__Page text__.
Quote Originally Posted by BankruptcyGuy View Post
I try to limit the schadenfreude, but so many people I know in Chicago basically considered Detroit's BK as a confirmation of how bad the City was. Management? Yes. People? No. So forgive me if I don't feel the sympathy for the average Chicagoan who would be impacted.
#snort

Chicagoans were, let's call it what it was, gloating about Detroit's woes? Chicago is the textbook example of government corruption and bungling taken out to the logical extreme. Corrupt and venal New York City politicians used to look at Chicago with envy. Chicago is the city where Alphonse Capone was considered by the masses to be a great civic benefactor and philanthropist, and folks seemed perfectly happy to turn a blind eye to where the money to support the philanthropy [[which was, admittedly, a real thing) came from, or how much blood was running into the storm drains of Chicago to protect Mr. Capone's business interests. And at least he was an honest crook!

__Entries supplied__.
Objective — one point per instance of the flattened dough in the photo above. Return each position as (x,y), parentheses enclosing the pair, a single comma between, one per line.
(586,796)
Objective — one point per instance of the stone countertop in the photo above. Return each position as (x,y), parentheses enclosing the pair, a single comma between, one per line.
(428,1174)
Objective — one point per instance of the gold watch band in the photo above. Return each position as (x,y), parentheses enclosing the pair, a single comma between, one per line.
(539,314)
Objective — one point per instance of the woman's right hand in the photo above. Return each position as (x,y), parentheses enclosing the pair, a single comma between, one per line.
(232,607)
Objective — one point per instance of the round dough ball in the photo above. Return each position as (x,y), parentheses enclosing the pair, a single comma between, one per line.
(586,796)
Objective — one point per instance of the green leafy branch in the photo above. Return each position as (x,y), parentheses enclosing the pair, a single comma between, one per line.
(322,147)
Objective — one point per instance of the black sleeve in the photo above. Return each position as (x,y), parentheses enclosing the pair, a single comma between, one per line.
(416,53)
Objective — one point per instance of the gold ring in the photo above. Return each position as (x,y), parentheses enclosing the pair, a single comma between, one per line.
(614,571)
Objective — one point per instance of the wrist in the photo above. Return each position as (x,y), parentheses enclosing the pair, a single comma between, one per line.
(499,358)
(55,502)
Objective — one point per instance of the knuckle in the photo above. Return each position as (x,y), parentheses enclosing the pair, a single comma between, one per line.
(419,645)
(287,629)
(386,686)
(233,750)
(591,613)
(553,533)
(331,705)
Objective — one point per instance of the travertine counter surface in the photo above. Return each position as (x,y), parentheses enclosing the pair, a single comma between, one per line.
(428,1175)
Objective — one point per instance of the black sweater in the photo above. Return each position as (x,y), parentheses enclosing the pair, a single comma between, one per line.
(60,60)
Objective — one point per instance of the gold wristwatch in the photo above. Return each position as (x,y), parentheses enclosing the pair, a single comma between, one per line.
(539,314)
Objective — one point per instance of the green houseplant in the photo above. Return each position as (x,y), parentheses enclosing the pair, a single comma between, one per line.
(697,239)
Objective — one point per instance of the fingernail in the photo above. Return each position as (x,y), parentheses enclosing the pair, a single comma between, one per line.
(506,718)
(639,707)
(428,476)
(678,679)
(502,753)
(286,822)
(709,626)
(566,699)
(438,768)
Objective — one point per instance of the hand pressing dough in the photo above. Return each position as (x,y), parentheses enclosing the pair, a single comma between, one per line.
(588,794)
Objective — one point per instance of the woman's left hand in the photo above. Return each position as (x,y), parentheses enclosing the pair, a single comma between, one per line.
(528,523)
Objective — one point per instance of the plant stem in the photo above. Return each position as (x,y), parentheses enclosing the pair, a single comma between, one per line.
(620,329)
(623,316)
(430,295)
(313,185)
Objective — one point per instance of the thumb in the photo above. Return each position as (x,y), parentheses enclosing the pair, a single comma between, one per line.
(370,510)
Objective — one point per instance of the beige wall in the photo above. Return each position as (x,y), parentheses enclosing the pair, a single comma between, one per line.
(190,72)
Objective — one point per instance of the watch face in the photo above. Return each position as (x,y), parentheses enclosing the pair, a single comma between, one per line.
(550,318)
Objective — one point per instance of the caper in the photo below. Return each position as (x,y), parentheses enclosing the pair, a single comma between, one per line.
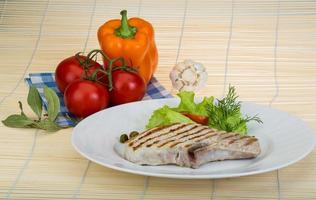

__Task goal__.
Answer these questions from the forum post about Chicago and Detroit:
1. What did many people in Chicago consider Detroit's bankruptcy a confirmation of?
2. How did corrupt and venal New York City politicians use to look at Chicago?
3. What did the masses consider Alphonse Capone to be?
The entries aren't needed here.

__Final answer__.
1. How bad the city was.
2. With envy.
3. A great civic benefactor and philanthropist.